阅读文本.

POJ 1635

题目很简单 给个3000节点以内的根确定的树 判断是否同构。用Hash解决,类似图的同构,不过效率更高。

#include<iostream>
#include<cstdio>
#include<cstdlib>
#include<cstring>
#include<vector>
#include<cmath>
#include<vector>
using namespace std; typedef unsigned long long int ULL; const ULL leaf_hash=2099,pt=9907099,qt=9907099;
const int maxn=3000+1;
char str1[maxn],str2[maxn] ;
char *p; ULL Hash()
{
ULL sum=1;
if(*(p)=='1'&&*(p-1)=='0')
{
p++;
return leaf_hash;
}
while(*p!='\0'&&*p++=='0')//这个巧妙的循环,把子节点的hash值都加给了父节点,作为父节点的hash值
{
sum=(sum*(pt^Hash()))%qt;
}
return sum;
}
int main()
{
int T;scanf("%d",&T);
while(T--)
{
scanf("%s%s",str1,str2);
p=str1;
ULL a=Hash();
p=str2;
ULL b=Hash();
if(a==b)puts("same");
else puts("different");
}
return 0;
}

  

05-19 09:28

给定数据.
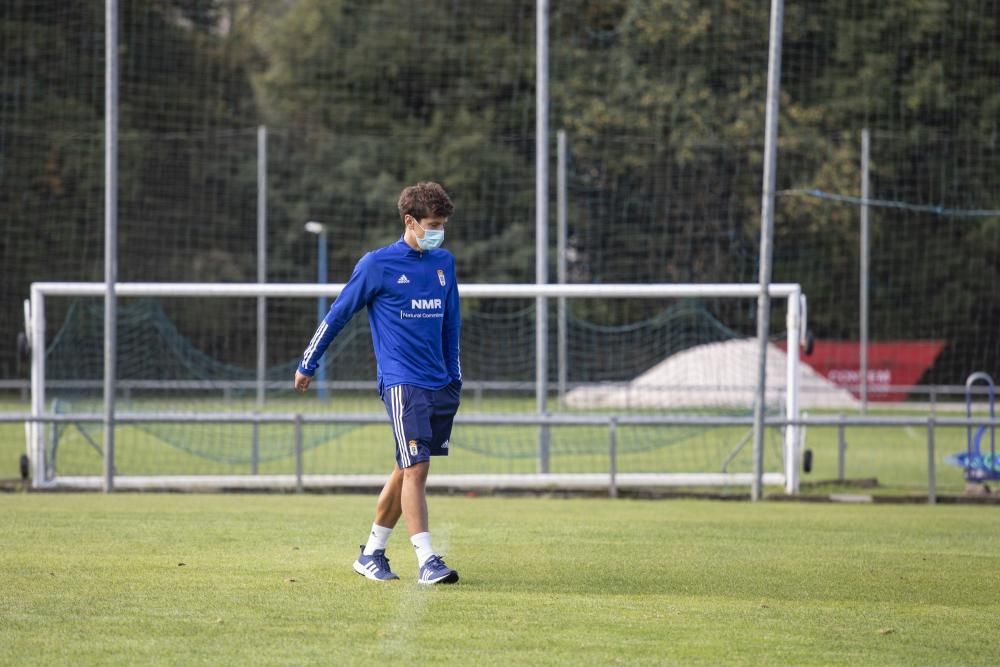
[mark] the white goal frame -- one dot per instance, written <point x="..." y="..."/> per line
<point x="794" y="331"/>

任务要求.
A. 按阅读文本所述，题目给出的树在多少个节点以内？
B. 请把阅读文本中从“#include<iostream>”开始、一直到“if(*(p)=='1'&&*(p-1)=='0')”为止的部分原样重打一遍。
这些数据是另外提供的独立材料。

已解问题.
A. 3000个节点以内。

B.
#include<iostream>
#include<cstdio>
#include<cstdlib>
#include<cstring>
#include<vector>
#include<cmath>
#include<vector>
using namespace std; typedef unsigned long long int ULL; const ULL leaf_hash=2099,pt=9907099,qt=9907099;
const int maxn=3000+1;
char str1[maxn],str2[maxn] ;
char *p; ULL Hash()
{
ULL sum=1;
if(*(p)=='1'&&*(p-1)=='0')